[Position identification records]
——

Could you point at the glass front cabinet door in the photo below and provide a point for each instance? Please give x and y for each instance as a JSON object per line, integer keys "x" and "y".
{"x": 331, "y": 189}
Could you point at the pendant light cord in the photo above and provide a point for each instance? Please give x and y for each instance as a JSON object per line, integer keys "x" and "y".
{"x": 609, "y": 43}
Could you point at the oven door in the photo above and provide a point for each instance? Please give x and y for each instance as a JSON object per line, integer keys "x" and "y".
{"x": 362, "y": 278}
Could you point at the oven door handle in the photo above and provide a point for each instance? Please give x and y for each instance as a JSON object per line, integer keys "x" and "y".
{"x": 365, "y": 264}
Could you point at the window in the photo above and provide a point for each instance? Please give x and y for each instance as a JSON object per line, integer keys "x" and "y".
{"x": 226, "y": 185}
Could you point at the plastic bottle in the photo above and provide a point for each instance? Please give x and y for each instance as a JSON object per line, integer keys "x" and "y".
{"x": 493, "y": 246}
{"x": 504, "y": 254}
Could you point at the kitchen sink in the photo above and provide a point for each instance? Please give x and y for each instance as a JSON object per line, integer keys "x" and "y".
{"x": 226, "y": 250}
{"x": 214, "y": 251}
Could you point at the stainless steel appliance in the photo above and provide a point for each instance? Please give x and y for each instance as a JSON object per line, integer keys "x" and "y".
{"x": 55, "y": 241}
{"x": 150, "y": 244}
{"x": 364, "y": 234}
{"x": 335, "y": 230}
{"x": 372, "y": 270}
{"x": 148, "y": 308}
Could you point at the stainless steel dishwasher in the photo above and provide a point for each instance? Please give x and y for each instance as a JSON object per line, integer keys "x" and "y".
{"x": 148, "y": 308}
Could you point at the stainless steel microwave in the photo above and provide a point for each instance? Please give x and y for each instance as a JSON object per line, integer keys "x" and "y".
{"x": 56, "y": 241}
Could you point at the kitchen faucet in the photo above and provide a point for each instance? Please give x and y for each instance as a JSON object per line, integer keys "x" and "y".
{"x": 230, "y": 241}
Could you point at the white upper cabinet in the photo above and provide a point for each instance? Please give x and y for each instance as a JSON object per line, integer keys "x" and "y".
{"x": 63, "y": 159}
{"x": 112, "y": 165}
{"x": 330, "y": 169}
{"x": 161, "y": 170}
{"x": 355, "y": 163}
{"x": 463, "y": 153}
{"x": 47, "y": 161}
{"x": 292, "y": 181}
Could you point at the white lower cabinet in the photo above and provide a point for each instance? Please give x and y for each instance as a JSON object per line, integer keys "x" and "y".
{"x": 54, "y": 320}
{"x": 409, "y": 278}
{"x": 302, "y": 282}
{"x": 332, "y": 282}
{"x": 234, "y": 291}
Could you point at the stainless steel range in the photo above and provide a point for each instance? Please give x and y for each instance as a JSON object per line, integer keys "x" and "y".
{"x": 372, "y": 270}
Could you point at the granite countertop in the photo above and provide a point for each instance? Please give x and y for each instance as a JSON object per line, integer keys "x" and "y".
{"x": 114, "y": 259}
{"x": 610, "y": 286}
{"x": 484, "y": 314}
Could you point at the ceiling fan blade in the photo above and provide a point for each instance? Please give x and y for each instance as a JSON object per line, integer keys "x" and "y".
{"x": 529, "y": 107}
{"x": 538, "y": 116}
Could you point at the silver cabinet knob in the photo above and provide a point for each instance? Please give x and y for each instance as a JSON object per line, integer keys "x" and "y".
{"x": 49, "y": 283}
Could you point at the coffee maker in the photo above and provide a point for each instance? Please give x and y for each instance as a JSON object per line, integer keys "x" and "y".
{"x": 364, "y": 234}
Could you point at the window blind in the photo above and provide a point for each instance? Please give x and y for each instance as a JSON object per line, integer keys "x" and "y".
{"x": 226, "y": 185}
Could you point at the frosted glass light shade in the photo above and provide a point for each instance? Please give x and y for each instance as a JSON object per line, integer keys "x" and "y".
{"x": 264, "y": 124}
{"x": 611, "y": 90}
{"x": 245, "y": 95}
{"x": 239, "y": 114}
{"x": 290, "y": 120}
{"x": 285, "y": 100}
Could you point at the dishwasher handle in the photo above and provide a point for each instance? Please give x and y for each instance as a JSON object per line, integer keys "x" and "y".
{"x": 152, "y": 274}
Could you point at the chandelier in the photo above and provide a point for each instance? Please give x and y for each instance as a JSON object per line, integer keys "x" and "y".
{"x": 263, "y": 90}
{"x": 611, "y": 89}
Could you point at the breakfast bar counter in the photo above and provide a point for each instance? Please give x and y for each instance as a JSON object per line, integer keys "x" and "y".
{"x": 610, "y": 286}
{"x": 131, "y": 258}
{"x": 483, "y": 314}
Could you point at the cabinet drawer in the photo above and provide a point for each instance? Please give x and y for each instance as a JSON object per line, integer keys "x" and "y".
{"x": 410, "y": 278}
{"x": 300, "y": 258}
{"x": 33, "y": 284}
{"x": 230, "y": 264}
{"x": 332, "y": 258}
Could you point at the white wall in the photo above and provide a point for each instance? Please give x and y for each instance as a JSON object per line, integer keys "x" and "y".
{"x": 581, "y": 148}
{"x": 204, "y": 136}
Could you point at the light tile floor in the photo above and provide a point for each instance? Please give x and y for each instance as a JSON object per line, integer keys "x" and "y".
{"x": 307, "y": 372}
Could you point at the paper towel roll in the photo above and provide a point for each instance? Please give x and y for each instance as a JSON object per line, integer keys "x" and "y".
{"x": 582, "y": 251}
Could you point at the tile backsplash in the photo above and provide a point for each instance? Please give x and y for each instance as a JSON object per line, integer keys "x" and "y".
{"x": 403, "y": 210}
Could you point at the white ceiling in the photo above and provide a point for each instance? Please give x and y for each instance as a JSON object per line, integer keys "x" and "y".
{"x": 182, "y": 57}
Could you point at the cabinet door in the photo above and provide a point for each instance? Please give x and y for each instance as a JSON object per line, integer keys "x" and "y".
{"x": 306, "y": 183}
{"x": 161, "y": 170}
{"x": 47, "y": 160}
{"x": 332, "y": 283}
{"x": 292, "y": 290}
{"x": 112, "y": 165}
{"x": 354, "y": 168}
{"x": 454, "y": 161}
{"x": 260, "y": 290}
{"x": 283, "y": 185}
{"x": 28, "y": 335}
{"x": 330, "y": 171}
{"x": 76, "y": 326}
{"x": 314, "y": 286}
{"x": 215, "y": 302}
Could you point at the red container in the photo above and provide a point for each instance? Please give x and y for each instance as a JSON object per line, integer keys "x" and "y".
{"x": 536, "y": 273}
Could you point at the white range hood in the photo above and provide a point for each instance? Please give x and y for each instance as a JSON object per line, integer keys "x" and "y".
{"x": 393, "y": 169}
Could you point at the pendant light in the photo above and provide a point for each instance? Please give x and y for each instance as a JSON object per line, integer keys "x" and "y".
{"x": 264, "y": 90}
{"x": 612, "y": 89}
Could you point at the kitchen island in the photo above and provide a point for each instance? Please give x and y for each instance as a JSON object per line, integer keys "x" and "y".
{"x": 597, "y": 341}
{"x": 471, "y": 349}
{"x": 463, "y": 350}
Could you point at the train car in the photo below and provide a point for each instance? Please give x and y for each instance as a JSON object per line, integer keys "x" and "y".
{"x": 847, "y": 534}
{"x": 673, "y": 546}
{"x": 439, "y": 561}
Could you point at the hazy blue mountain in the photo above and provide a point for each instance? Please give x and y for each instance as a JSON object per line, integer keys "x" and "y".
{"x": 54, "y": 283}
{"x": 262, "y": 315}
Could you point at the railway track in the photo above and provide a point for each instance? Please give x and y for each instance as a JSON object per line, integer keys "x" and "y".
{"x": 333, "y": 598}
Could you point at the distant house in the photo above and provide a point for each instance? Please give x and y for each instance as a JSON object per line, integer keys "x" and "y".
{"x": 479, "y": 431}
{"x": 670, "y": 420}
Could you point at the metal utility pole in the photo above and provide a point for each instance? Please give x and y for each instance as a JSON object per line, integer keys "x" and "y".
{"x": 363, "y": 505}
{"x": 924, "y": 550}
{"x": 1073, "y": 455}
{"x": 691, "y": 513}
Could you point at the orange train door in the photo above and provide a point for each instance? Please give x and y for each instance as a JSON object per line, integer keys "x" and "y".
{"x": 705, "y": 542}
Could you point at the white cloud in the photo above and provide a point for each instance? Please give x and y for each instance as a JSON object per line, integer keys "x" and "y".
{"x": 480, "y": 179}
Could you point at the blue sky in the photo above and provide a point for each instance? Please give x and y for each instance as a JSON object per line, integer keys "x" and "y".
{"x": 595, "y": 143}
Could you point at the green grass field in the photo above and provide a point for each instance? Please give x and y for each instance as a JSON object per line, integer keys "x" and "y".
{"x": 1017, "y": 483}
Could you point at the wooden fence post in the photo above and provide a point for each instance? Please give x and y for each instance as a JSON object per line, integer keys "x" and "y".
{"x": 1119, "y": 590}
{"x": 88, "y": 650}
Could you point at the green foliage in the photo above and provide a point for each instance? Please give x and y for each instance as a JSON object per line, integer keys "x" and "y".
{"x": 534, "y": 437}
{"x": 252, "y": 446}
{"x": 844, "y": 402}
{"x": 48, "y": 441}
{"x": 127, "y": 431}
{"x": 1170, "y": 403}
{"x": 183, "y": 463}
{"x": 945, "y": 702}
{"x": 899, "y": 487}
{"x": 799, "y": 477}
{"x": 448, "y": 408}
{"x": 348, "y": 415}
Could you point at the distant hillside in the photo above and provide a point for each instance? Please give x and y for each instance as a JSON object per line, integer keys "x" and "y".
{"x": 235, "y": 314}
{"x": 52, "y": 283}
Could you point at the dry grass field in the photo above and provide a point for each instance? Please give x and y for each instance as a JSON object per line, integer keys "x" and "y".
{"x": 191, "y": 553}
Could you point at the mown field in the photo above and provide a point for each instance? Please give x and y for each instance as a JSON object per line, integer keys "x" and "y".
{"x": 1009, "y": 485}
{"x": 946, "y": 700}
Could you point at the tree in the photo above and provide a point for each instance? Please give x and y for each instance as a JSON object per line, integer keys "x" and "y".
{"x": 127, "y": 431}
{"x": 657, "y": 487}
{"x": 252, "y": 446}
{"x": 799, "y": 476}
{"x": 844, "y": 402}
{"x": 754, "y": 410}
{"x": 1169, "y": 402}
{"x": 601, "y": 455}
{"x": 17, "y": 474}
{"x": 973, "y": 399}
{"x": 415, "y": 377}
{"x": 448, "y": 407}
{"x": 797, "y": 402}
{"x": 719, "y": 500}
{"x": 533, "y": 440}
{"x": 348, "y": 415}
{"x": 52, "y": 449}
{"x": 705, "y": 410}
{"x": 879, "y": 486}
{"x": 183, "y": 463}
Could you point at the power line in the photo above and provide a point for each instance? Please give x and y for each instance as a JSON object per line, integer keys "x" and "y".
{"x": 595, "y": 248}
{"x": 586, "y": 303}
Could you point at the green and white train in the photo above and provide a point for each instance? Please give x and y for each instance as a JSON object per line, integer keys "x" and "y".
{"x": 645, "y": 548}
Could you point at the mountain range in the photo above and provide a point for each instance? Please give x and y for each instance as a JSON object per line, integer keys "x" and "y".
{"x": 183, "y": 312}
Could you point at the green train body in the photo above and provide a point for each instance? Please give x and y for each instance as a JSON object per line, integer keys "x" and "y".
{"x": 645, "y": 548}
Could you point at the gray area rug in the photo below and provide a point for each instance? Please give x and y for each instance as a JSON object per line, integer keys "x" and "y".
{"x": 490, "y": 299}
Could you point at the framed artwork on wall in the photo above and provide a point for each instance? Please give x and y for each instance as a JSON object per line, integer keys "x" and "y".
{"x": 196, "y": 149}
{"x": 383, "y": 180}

——

Problem
Repeat exactly the lines above from the line that contains "Could you point at the green and" through the end. Include both of these ends; leave out everything else.

Answer
Could you point at the green and white train in the photo above and provide a point for each instance? Please give x and y for each instance as a JSON object per line, integer keys "x" and "y".
{"x": 645, "y": 548}
Could you point at the mountain range in the photo above and provide a point for each instance? Please give x and y for each instance as a JSON object per line, integer keys "x" and "y".
{"x": 183, "y": 312}
Could you point at the green train body in the photo above and provide a point for each instance? Please give x and y for each instance as a JSON object per line, integer keys "x" and "y".
{"x": 645, "y": 548}
Could you point at the gray area rug in the photo below and provide a point for each instance? Please give x and y for each instance as a JSON object per line, integer keys "x" and "y".
{"x": 490, "y": 299}
Could you point at the framed artwork on wall in the photo above and provide a point for each instance? Please give x and y for each instance as a JSON object per line, integer keys "x" and "y".
{"x": 196, "y": 149}
{"x": 383, "y": 180}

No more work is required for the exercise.